#### SUPPLIED PASSAGE
--- start ---

Why does an if statement force a value to be boxed?

Consider this simple function, which is type stable and always returns an Int:

function no_box(lambda::Float64)
	alpha = lambda / 30.0
	n = 50
	return sum(rand() < alpha for i in 1:n)
end
julia> @code_warntype no_box(25.0)
Variables:
  #self#::#no_box
  lambda::Float64
  #65::##65#66{Float64}
  alpha::Float64
  n::Int64

Body:
  begin
      alpha::Float64 = (Base.div_float)(lambda::Float64, 30.0)::Float64 # line 37:
      #65::##65#66{Float64} = $(Expr(:new, ##65#66{Float64}, :(alpha)))
      SSAValue(1) = $(Expr(:new, UnitRange{Int64}, 1, :((Base.select_value)((Base.sle_int)(1, 50)::Bool, 50, (Base.sub_int)(1, 1)::Int64)::Int64)))
      SSAValue(2) = $(Expr(:new, Base.Generator{UnitRange{Int64},##65#66{Float64}}, :(#65), SSAValue(1)))
      return $(Expr(:invoke, MethodInstance for mapfoldl(::Base.#identity, ::Function, ::Base.Generator{UnitRange{Int64},##65#66{Float64}}), :(Base.mapfoldl), :(Base.identity), :(Base.+), SSAValue(2)))
  end::Int64

If the body of that function is inside an if statement, the resulting function is no longer type stable:

function forces_box(lambda::Float64)
	if lambda >= 30.0
		return 5
	else
		alpha = lambda / 30.0
		n = 50
		return sum(rand() < alpha for i in 1:n)
	end
end
julia> @code_warntype forces_box(25.0)
Variables:
  #self#::#forces_box
  lambda::Float64
  #63::##63#64
  alpha::Core.Box
  n::Int64

Body:
  begin
      NewvarNode(:(#63::##63#64))
      alpha::Core.Box = $(Expr(:new, :(Core.Box)))
      unless (Base.le_float)(30.0, lambda::Float64)::Bool goto 6 # line 26:
      return 5
      6:  # line 28:
      SSAValue(0) = (Base.div_float)(lambda::Float64, 30.0)::Float64
      (Core.setfield!)(alpha::Core.Box, :contents, SSAValue(0))::Float64 # line 30:
      #63::##63#64 = $(Expr(:new, :(Main.##63#64), :(alpha)))
      SSAValue(2) = $(Expr(:new, UnitRange{Int64}, 1, :((Base.select_value)((Base.sle_int)(1, 50)::Bool, 50, (Base.sub_int)(1, 1)::Int64)::Int64)))
      SSAValue(3) = $(Expr(:new, Base.Generator{UnitRange{Int64},##63#64}, :(#63), SSAValue(2)))

--- end ---

#### RAW DATA
--- start ---

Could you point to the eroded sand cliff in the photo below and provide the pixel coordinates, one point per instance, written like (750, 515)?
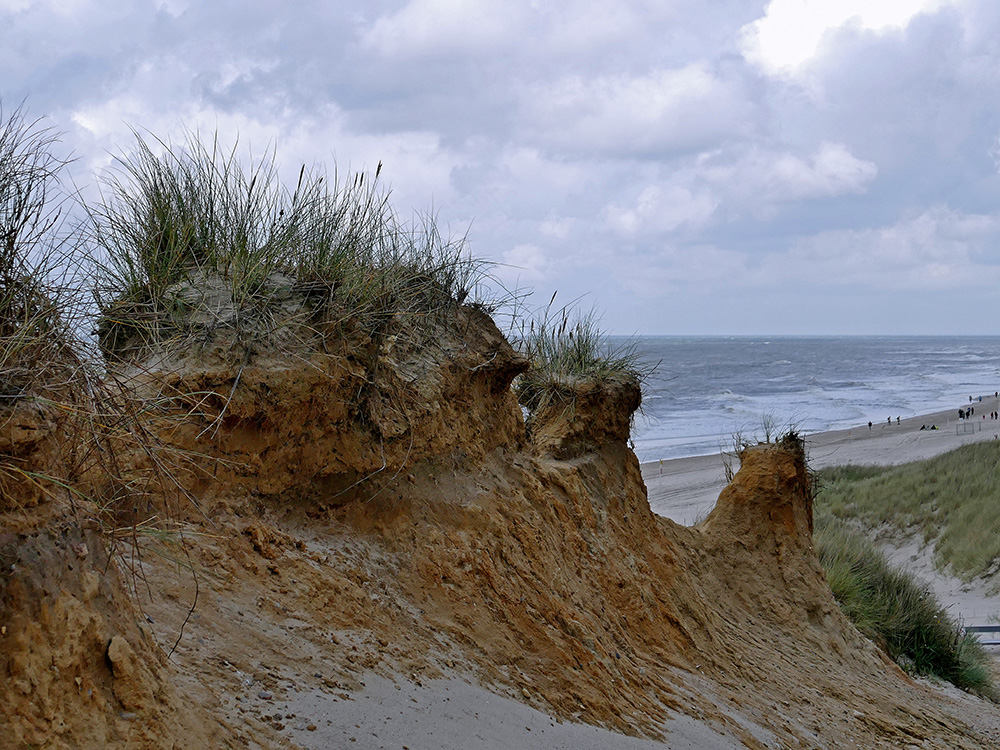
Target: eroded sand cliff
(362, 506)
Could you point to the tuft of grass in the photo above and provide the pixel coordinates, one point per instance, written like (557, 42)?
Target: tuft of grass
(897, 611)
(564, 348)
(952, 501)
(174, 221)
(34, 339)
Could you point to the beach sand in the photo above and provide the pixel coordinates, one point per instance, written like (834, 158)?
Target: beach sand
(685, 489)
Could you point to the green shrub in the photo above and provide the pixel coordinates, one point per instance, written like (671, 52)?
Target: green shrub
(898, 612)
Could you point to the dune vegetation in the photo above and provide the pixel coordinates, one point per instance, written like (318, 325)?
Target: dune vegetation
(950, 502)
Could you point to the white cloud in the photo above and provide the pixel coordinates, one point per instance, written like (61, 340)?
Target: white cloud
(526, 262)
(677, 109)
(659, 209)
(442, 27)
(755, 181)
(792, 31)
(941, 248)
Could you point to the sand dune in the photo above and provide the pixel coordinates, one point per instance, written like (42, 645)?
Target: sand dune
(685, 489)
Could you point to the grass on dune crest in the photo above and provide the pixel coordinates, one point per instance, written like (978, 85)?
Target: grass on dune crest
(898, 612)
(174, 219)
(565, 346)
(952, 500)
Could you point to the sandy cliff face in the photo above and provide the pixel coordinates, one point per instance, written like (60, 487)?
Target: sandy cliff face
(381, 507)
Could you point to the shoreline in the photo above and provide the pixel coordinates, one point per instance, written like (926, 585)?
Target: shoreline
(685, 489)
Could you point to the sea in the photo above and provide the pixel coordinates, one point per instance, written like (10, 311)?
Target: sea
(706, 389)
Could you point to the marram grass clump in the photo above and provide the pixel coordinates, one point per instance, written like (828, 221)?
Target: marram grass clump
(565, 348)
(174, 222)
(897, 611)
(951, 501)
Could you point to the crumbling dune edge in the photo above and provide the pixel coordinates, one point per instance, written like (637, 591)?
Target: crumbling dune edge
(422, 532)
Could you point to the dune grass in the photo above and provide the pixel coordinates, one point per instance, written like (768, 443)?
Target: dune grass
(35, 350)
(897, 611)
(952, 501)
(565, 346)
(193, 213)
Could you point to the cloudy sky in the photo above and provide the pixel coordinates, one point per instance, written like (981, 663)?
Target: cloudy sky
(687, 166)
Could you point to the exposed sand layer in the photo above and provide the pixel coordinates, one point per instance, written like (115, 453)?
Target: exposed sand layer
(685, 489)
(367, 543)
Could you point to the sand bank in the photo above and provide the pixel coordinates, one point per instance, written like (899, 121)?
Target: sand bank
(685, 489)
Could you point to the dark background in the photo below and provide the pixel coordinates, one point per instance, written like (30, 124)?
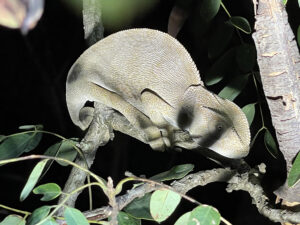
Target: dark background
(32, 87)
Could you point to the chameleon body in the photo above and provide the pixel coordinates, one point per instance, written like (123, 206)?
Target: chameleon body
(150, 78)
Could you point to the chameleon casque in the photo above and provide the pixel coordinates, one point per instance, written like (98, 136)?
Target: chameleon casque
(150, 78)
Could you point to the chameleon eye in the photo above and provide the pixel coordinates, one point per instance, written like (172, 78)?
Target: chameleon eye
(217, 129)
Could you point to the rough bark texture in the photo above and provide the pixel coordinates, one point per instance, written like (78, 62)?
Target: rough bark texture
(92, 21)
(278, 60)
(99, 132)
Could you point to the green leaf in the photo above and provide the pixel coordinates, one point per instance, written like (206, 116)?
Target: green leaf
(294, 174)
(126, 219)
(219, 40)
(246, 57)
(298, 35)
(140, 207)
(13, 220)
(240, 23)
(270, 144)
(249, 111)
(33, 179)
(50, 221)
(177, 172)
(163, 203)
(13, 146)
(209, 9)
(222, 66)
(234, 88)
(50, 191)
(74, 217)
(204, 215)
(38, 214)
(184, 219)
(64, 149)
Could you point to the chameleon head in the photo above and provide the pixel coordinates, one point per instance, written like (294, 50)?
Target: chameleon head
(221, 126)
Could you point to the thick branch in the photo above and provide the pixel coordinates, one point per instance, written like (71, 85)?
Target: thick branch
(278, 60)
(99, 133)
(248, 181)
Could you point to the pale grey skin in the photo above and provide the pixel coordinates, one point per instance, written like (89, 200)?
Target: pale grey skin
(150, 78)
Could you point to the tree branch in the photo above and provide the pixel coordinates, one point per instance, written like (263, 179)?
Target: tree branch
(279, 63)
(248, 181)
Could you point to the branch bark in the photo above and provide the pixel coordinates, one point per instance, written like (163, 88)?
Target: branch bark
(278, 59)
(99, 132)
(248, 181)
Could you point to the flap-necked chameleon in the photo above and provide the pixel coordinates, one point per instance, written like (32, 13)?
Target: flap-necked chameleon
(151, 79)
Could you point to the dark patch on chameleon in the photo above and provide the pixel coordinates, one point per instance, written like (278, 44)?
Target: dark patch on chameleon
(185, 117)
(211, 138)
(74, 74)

--- end ---

#### OBJECTIVES
(a) In the Julia post, list the variable names shown under "Variables:" in the @code_warntype output for forces_box.
(b) Repeat the Julia post word for word from "Why does an" up to and including "function no_box(lambda::Float64)".

#### ANSWERS FOR THE EXERCISE
(a)
#self#
lambda
#63
alpha
n

(b)
Why does an if statement force a value to be boxed?

Consider this simple function, which is type stable and always returns an Int:

function no_box(lambda::Float64)